# Task details:
Your task is to find every line of the listing that includes "windshield" and copy it.

====== Supplied records ======

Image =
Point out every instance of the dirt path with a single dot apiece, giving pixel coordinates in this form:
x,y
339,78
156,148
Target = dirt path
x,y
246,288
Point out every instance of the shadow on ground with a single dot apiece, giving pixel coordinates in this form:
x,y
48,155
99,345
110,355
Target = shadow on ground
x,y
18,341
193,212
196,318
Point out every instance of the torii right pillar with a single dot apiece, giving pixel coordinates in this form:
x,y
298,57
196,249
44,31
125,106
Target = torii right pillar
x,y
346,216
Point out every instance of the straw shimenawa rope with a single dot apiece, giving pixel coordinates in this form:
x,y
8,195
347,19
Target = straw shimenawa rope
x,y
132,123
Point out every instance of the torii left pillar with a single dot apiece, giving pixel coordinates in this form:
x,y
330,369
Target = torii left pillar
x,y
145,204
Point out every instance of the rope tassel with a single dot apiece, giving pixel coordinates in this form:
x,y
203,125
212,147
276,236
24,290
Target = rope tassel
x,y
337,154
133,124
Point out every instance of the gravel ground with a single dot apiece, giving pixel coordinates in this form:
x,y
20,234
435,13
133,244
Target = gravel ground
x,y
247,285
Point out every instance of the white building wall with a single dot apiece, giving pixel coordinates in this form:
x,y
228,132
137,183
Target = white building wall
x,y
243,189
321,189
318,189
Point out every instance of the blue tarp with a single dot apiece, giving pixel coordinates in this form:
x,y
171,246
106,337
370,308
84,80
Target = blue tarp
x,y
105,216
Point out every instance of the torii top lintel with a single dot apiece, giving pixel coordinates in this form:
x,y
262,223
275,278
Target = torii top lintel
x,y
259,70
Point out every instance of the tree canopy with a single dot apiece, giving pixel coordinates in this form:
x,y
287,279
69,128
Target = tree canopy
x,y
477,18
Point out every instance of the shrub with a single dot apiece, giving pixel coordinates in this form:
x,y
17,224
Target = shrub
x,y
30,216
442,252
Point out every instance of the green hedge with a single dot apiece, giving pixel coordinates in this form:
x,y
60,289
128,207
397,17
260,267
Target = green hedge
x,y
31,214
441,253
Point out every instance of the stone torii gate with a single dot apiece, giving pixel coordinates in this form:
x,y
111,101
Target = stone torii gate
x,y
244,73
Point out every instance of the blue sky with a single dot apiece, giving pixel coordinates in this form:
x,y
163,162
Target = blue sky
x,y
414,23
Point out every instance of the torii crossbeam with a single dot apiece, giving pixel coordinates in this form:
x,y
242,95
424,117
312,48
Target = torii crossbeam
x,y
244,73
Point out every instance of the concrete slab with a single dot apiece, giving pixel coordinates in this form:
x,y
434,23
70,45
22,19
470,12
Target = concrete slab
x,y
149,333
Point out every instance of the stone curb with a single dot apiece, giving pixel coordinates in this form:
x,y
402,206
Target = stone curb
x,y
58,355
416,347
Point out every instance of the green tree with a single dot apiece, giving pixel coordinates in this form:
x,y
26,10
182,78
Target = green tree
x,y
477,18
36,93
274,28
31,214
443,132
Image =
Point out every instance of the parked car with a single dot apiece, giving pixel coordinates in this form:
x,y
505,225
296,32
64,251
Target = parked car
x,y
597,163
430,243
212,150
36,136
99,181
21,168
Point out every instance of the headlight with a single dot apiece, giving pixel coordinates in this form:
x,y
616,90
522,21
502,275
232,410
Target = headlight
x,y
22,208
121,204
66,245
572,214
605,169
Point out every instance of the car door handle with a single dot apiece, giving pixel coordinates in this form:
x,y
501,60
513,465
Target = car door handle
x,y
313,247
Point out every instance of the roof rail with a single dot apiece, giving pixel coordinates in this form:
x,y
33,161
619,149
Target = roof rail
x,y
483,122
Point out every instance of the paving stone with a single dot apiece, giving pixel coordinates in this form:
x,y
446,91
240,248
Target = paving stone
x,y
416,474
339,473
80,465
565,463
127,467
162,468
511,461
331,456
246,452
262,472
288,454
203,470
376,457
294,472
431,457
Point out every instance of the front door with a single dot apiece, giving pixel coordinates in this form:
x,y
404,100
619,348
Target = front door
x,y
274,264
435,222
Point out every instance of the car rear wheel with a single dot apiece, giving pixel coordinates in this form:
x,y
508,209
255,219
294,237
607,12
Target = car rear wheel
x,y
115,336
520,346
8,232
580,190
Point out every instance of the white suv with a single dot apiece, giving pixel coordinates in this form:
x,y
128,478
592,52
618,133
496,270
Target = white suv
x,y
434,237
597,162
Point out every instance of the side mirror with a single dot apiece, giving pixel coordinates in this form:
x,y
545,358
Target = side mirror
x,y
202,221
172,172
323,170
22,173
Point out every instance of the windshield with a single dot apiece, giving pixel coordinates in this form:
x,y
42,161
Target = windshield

======
====== Supplied records ======

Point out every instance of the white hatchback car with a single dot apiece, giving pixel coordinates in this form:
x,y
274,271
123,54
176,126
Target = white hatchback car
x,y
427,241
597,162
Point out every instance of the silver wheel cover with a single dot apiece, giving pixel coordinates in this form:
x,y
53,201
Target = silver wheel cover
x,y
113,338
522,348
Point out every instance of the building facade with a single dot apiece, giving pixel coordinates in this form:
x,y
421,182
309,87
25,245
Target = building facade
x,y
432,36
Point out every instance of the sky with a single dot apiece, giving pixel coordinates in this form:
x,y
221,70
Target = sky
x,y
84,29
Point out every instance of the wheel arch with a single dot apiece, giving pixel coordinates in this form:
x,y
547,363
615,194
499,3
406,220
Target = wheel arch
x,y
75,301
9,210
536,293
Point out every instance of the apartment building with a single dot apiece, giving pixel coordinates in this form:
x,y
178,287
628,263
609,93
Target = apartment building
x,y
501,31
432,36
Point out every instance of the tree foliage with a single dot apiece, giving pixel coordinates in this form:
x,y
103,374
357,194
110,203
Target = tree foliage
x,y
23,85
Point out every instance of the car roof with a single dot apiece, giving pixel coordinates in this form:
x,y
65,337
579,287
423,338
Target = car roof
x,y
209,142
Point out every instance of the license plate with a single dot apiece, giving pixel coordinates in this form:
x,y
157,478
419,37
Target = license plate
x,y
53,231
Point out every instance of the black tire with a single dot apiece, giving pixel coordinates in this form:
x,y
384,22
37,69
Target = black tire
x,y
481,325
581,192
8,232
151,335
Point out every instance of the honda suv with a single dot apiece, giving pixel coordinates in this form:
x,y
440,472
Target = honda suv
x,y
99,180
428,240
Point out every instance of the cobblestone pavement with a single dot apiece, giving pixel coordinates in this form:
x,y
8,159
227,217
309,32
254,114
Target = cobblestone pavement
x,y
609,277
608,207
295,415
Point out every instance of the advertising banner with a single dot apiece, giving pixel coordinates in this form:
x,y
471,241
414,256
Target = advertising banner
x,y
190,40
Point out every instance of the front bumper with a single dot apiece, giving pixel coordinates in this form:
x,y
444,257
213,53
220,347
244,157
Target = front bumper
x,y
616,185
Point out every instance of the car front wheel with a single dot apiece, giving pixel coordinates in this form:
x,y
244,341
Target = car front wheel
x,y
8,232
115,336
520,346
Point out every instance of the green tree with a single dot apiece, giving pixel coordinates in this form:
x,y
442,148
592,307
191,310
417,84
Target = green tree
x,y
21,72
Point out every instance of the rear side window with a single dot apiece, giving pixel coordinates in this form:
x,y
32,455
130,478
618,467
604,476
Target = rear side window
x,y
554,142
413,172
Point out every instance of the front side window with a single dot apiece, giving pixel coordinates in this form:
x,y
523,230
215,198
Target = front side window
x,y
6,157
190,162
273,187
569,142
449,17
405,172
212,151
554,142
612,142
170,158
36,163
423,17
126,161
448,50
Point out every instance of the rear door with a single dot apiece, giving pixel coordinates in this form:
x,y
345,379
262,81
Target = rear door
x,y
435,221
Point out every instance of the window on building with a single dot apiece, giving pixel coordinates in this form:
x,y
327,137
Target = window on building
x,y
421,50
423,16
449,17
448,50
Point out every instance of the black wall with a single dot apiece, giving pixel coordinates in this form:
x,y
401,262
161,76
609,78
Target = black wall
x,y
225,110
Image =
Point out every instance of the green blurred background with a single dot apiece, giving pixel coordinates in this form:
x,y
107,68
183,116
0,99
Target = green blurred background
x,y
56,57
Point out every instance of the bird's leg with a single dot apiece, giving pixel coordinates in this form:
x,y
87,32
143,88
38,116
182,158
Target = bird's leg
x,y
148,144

======
====== Supplied records ======

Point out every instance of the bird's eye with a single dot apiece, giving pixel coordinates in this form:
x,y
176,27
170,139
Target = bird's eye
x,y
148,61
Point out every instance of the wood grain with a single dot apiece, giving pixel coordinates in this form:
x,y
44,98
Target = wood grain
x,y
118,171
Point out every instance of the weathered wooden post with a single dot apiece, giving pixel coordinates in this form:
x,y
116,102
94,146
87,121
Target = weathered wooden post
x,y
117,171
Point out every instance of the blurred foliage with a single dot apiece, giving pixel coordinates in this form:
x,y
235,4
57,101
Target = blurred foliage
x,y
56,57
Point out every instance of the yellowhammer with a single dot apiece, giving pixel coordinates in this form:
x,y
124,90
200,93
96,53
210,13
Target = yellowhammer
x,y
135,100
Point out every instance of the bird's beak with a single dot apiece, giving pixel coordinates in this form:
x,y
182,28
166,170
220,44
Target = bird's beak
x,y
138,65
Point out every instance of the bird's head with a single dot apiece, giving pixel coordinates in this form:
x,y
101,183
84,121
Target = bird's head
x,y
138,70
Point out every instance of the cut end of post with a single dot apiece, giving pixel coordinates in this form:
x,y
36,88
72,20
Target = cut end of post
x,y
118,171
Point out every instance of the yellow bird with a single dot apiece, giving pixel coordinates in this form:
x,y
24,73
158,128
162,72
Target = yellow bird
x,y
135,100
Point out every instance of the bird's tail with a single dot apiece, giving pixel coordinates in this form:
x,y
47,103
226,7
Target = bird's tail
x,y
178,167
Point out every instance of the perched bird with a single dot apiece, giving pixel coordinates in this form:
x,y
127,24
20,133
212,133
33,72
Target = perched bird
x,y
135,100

======

# Answer box:
Point out every instance of the windshield with a single dot apiece, giving pixel coordinates in this form:
Target = windshield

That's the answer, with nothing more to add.